● **Task brief**: Below are some records; repeat them all exactly, minus the pictures.

═══ Supplied entries ═══

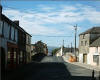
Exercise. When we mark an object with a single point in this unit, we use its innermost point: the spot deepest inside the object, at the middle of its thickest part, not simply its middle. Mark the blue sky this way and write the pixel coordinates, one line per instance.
(53, 18)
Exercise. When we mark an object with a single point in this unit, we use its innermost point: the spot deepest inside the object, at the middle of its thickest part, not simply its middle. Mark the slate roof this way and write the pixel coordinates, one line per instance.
(96, 43)
(3, 17)
(94, 30)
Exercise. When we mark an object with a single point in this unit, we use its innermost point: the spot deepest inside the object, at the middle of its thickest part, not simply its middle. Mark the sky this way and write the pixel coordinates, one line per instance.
(54, 21)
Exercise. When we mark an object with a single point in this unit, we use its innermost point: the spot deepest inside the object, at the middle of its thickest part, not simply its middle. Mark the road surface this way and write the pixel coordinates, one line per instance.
(51, 68)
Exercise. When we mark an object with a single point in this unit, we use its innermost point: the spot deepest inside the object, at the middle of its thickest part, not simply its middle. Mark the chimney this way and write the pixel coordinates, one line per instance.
(17, 22)
(0, 9)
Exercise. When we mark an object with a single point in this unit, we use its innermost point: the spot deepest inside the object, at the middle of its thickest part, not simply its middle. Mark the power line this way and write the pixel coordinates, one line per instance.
(50, 36)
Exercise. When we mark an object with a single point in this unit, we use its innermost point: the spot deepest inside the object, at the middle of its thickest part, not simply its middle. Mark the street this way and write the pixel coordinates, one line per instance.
(50, 68)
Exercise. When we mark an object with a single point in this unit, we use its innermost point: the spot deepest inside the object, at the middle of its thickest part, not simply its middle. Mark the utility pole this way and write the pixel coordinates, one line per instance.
(75, 27)
(71, 48)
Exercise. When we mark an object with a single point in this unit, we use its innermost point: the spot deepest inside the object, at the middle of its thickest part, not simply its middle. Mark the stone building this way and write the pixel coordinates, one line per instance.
(12, 42)
(94, 53)
(28, 47)
(85, 40)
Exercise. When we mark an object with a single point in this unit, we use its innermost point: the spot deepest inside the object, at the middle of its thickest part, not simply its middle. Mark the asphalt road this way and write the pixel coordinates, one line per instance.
(50, 68)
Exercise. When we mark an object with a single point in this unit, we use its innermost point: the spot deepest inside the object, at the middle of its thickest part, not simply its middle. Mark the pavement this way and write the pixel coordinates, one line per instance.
(96, 68)
(50, 68)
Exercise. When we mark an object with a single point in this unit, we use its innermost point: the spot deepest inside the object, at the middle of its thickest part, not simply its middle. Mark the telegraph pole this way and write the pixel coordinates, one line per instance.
(75, 27)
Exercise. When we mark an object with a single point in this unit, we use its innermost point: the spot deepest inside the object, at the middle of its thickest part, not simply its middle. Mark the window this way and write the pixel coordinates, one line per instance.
(85, 43)
(96, 59)
(12, 33)
(16, 35)
(83, 36)
(96, 50)
(81, 43)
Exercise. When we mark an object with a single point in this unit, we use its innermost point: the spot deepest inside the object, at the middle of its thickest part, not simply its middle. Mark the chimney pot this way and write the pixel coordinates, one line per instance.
(17, 22)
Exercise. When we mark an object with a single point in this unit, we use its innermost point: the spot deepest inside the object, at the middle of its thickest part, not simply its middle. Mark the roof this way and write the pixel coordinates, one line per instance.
(95, 43)
(3, 17)
(94, 30)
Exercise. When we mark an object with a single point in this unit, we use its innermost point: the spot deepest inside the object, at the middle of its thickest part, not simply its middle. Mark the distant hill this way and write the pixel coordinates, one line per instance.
(50, 48)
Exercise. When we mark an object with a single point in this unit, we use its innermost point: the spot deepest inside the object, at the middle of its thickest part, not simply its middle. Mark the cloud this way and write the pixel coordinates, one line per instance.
(35, 21)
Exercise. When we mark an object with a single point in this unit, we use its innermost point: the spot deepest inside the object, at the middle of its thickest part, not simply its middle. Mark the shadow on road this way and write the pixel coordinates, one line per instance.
(44, 71)
(38, 57)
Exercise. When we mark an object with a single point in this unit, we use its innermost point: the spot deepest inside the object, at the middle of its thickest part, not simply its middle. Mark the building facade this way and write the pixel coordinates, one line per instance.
(85, 40)
(41, 47)
(12, 42)
(94, 53)
(28, 47)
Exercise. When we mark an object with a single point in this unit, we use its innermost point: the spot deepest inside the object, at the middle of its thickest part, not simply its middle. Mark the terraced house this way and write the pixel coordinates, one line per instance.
(13, 43)
(89, 51)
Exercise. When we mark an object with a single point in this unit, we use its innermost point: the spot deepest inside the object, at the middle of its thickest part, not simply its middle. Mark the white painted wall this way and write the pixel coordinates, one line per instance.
(92, 51)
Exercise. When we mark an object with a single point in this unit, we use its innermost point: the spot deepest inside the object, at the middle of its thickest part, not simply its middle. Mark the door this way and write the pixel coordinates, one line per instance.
(84, 58)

═══

● **Response for this exercise**:
Exercise. When we mark an object with a single point in this unit, we use its innermost point: the spot deepest inside the object, at the middle of its thickest part, not simply its middle. Mark the blue sky this way and write the pixel coordinates, one line per instance.
(53, 18)
Exercise. When we mark an object with a single point in this unit, we use its innermost point: the spot deepest inside the object, at the middle of its thickest part, not simply its middle. Mark the slate roof this way and write the pixel coordinates, one line per instance.
(96, 43)
(3, 17)
(94, 30)
Exercise. When we mark an object with a single point in this unit, we use its innermost point: the spot deepest inside the object, at the middle of its thickest part, not simply its middle. Mark the sky this way and write the pixel coordinates, one line per instance.
(54, 21)
Exercise. When we mark an object with a single point in this unit, we use its innermost point: the spot deepest inside the object, at the middle of its thickest part, not simply its middle. Mark the road surface this way and write the pixel coordinates, one line per instance.
(51, 68)
Exercise. When we mark an object with a single point in this unit, we use its innermost point: the spot deepest inside the object, at the middle of its thickest part, not simply its middle. Mark the chimney this way and write the pixel coordinates, one line per instance.
(17, 22)
(0, 9)
Exercise. When we mark an object with a single point in this unit, we use its innermost point: the spot deepest inside the object, at the middle of its thickest part, not simply its middle. Mark the power line this way and write the pixel coordinates, one line per instance.
(50, 36)
Exercise. When we mark an object with a single point in this unit, we use its innermost point: the spot deepest inside the object, at the middle of its thickest part, not simply its middle. Mark the street this way and write the pixel coordinates, one line per instance.
(50, 68)
Exercise. When we mark an object with a single point in this unit, we use its innermost point: the spot deepest inside the object, at the middle of its thickest part, not simply its middle. Mark the utility pole this way and write the pixel coordinates, one line per instance.
(75, 27)
(71, 48)
Exercise. When we mark an object with a single point in this unit, we use its innermost point: the spot deepest inside the object, at the middle of its thickest part, not simply its middle. Mark the stone building this way and write the pixel coordinates, one line per instance.
(12, 42)
(94, 53)
(28, 47)
(85, 40)
Exercise. When we mark an object with a single point in this unit, we use its innermost point: the spot deepest inside the object, at the middle of its thickest part, not simply its middle. Mark the asphalt road this way and write the pixel coordinates, one line per instance.
(50, 68)
Exercise. When we mark an object with a single point in this unit, we use its innermost point: the spot deepest inside the object, at the middle of its thickest part, not simply its middle. Mark the pavement this way and write the pixel coordinates, one line per instance.
(96, 68)
(50, 68)
Exercise. When we mark an object with a single point in this unit, we use its innermost point: the spot deepest inside the object, at the middle of its thickest part, not simply its middle. Mark the telegraph pole this way and write the pixel coordinates, one line per instance.
(75, 27)
Exercise. When we mark an object with a single point in this unit, we use its innermost point: the spot deepest inside the object, at the middle of its thickest part, not simply its middle. Mark the window this way and write the pixel coordinates, one line per instance.
(85, 43)
(96, 59)
(12, 33)
(16, 35)
(83, 36)
(96, 50)
(81, 43)
Exercise. When we mark an object with a single point in this unit, we use its innermost point: the spot deepest inside the object, at the middle of its thickest part, not simply its middle. Mark the chimney pot this way and write the pixel coordinates, one line per instance.
(17, 22)
Exercise. When we mark an object with a single point in this unit, we use its innermost point: the spot deepest inside the object, at the middle of its thickest part, not simply its middle. Mark the roof this way and write the pixel coordinates, one line per instance.
(95, 43)
(3, 17)
(94, 30)
Exercise. When we mark an object with a single point in this unit, we use its innermost point: the spot deepest inside the object, at the middle of its thickest part, not simply its middle. Mark the distant hill this way and write the pixel coordinates, one line per instance.
(50, 48)
Exercise. When we mark an object with a single point in this unit, we use its innermost point: the spot deepest inside the object, at the middle of its thickest part, not simply its middle. Mark the cloud this way and write the pixel coordinates, one line per instance.
(35, 21)
Exercise. When we mark an object with a single point in this unit, we use its innermost point: the spot deepest inside the object, at the middle of its thickest part, not simply its middle. Mark the shadow on road this way and write the pixel coordinates, one line per instance.
(44, 71)
(38, 57)
Exercise. When we mark an object with a single point in this unit, we use its innermost point: the spot deepest inside the object, at the middle of its thickest part, not simply its middle. Mark the building facade this way and write the pixel coordinates, one line per instance.
(85, 40)
(41, 47)
(12, 42)
(94, 53)
(28, 47)
Exercise. When we mark an object with a single point in this unit, we use its innermost point: the spot deepest inside the object, at the middle of its thickest part, not simply its middle. Mark the terraced house this way and write the pixel coordinates, one line per instance.
(13, 43)
(89, 51)
Exercise. When we mark an object with a single point in this unit, we use its innermost point: the spot deepest inside the object, at the middle of its thickest part, not simply its middle. Mark the white painted wall this way and write the pixel coordinates, one line per instance.
(92, 51)
Exercise. When we mark an object with a single point in this unit, we use its innermost point: the spot deepest inside the object, at the middle of its thickest part, not simply its middle. Mark the door this way and write the pixel coordinates, one line per instance.
(84, 58)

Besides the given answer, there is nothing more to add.